**TEXTE FOURNI**
───

Je ne pus m’empêcher d’esquisser un sourire.
La Guigne était devenu une blague entre matons. Entre détenus, aussi. Le genre qui vous fait oublier que la Guigne a un nom. Une famille. Une existence. Le genre qui vous masque un fait important : c’est un homme. La Guigne n’était plus, dans l’esprit de tout un chacun, qu’un catalogue de tuiles, une liste sans fin de coups du sort plus invraisemblables les uns que les autres. Il portait son sobriquet comme Elvis le perfecto : divinement.
La plus marquante de ses déveines circulait dans la prison comme un joint dans une fête étudiante : chaque nouvelle tête y avait droit. Un soir, alors qu’il rentrait d’un cambriolage, il avait croisé dans une rue déserte une vieille dame accompagnée d’un caniche et braqué sous son nez le canon du colt qu’il venait de ramasser derrière la vitrine poussiéreuse d’un buffet Louis Philippe. L’arme était une telle antiquité qu’il ne lui était pas venu à l’idée qu’elle puisse être en état de marche. Ou même chargée. Alors que la Guigne avait dérapé dans la merde fraîche tout juste démoulée par Fanfreluche, le coup était parti et la balle était allée se loger pile entre les deux yeux de la vieille dame. La Guigne avait pris ses jambes à son cou – j’ignore pourquoi, mais quand vous parlez d’un type qui s’appelle la Guigne, tout de suite vous viennent en tête des expressions vieillottes comme prendre ses jambes à son cou – mais, comble de malchance, un témoin à la mémoire prodigieuse avait assisté à la scène. Le portrait-robot que fit le portraitiste de la police avait l’air d’une photo. On le retrouva très vite. » (p. 39-40)

───

**DONNÉES ENREGISTRÉES**
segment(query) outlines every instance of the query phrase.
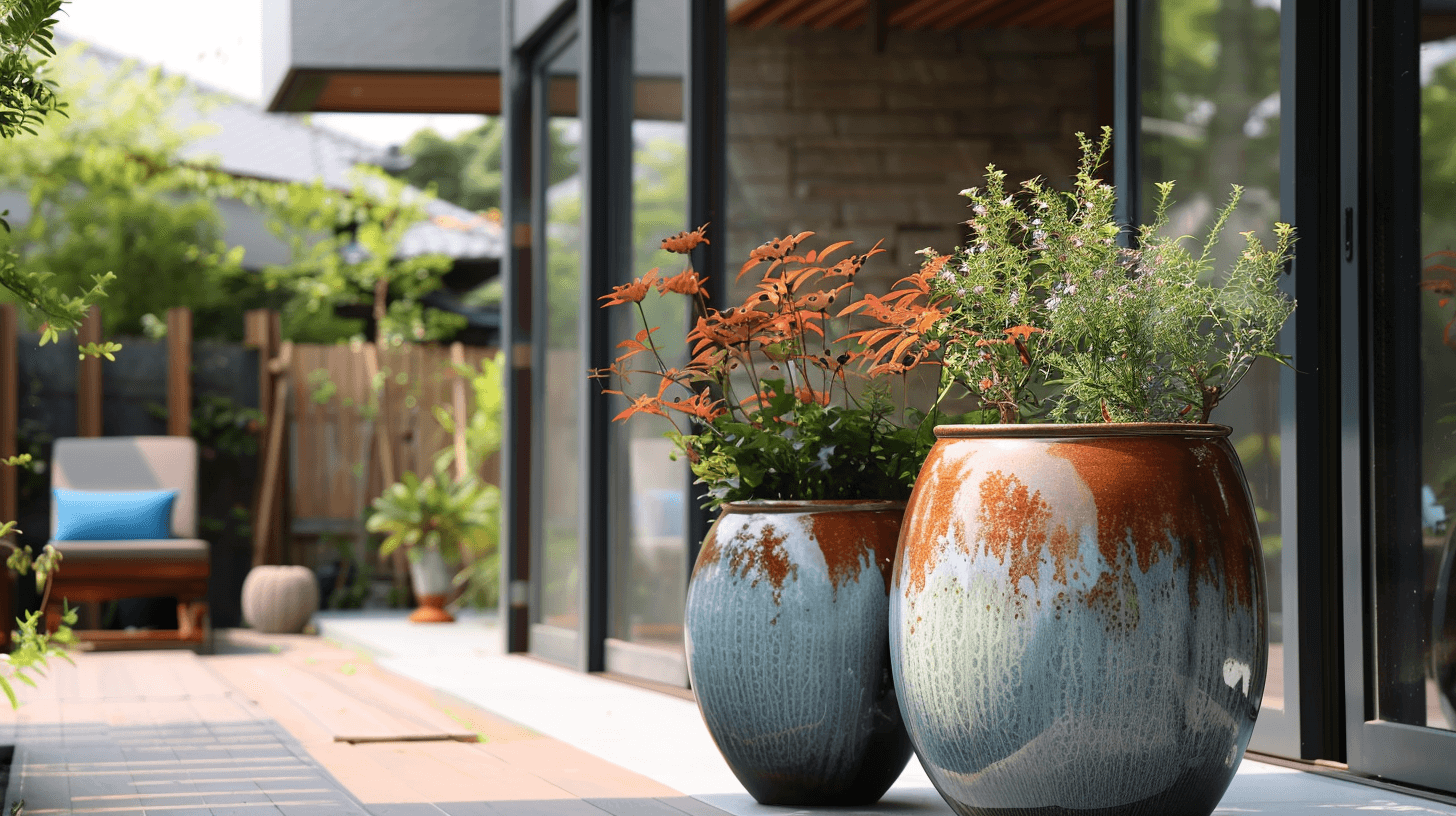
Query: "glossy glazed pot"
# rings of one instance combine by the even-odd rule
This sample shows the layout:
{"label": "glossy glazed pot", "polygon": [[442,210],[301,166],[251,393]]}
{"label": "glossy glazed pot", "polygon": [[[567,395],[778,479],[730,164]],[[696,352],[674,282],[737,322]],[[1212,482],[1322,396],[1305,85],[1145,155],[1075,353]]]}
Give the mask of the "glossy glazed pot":
{"label": "glossy glazed pot", "polygon": [[1254,730],[1264,562],[1229,428],[946,425],[890,603],[916,752],[961,815],[1195,815]]}
{"label": "glossy glazed pot", "polygon": [[885,615],[903,503],[724,506],[687,586],[708,731],[763,804],[869,804],[910,761]]}

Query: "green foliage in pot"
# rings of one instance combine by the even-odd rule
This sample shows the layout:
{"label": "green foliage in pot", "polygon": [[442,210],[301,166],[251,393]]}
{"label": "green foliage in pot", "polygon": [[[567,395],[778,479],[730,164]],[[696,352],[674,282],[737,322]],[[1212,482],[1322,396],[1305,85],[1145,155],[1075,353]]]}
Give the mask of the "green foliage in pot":
{"label": "green foliage in pot", "polygon": [[475,476],[457,479],[441,466],[425,478],[405,472],[371,506],[365,527],[384,535],[380,555],[405,546],[416,557],[416,548],[431,546],[448,558],[450,546],[480,546],[499,527],[499,490]]}
{"label": "green foliage in pot", "polygon": [[[464,460],[469,472],[479,474],[486,459],[501,450],[504,439],[505,363],[501,356],[495,356],[482,358],[479,369],[464,364],[453,367],[470,389],[472,408],[464,421]],[[454,417],[440,405],[435,405],[434,412],[440,427],[453,434]],[[454,466],[454,446],[446,447],[435,455],[435,469]],[[491,491],[496,495],[495,501],[499,501],[495,485],[483,484],[482,490]],[[486,535],[467,539],[462,546],[462,555],[466,558],[454,577],[454,586],[460,589],[460,602],[478,609],[495,606],[501,595],[498,511]]]}
{"label": "green foliage in pot", "polygon": [[1294,302],[1278,278],[1294,230],[1274,224],[1273,248],[1243,233],[1232,267],[1216,270],[1242,189],[1200,242],[1163,233],[1174,189],[1165,182],[1153,221],[1124,246],[1115,192],[1096,178],[1111,130],[1077,138],[1069,192],[1042,179],[1008,189],[994,166],[983,187],[962,191],[968,245],[923,251],[922,270],[891,291],[894,307],[890,297],[855,305],[881,325],[860,334],[938,363],[942,396],[961,386],[1002,423],[1206,423],[1257,358],[1284,361],[1278,331]]}

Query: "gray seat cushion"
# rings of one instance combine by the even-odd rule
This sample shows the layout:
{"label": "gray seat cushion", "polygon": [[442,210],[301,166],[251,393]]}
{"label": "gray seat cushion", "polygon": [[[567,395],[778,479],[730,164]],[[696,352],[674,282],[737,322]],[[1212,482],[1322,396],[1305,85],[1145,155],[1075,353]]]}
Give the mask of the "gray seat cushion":
{"label": "gray seat cushion", "polygon": [[137,541],[52,541],[51,546],[61,551],[61,571],[66,560],[118,561],[207,561],[207,542],[195,538],[163,538]]}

───

**TÂCHES À RÉALISER**
A - Indiquez si chaque affirmation concorde avec le texte sur la Guigne, en répondant par oui ou non et en citant les mots décisifs du texte.
(i) La Guigne avait ramassé le colt derrière la vitrine d'un buffet Louis Philippe.
(ii) La balle a atteint le caniche.
(iii) Personne n'avait assisté à la scène.
B - Répondez brièvement aux questions suivantes à partir du texte sur la Guigne.
(i) Entre qui la Guigne était-il devenu une blague ?
(ii) D'où rentrait la Guigne le soir où il a croisé la vieille dame ?
(iii) À quoi ressemblait le portrait-robot fait par le portraitiste de la police ?
C - Poursuivez le texte sur la Guigne à partir de sa dernière phrase.
Les items forment un matériau indépendant du texte sur la Guigne.

**RÉPONSES DANS L'ORDRE**
A -
(i) Oui : « le canon du colt qu’il venait de ramasser derrière la vitrine poussiéreuse d’un buffet Louis Philippe »
(ii) Non : « la balle était allée se loger pile entre les deux yeux de la vieille dame »
(iii) Non : « un témoin à la mémoire prodigieuse avait assisté à la scène »

B -
(i) Entre matons, et aussi entre détenus.
(ii) D'un cambriolage.
(iii) À une photo.

C -
L’avis de Quatre Sans Quatre
Victor Caranne est un homme heureux. Il aime son métier de psychologue carcéral, habite dans un cadre idyllique, entre La Rochelle et l’île de Ré, et vit une liaison amoureuse passionnée avec Julia. Grande ombre au tableau : Julia est l’épouse de son meilleur ami, Jonas Somb. Victor et Jonas sont soudés, toujours là l’un pour l’autre depuis l’enfance, mais l’amour que Julia et lui se porte a été plus fort que tout et depuis un an, les deux amants se voient régulièrement en cachette, aidés en cela par la profession de reporter de la jeune femme qui l’oblige à de fréquentes absences.
Le monde de Victor s’écroule lorsque le cadavre de Julia est découvert en bas d’une falaise, au lendemain d’une de leurs nuits ensemble. Caranne comprend vite que le secret ne va pas pouvoir durer éternellement, qu’il va devoir, en plus de faire face à son terrible deuil, avouer à son ami sa trahison… et devenir, peut-être, le suspect numéro un des flics.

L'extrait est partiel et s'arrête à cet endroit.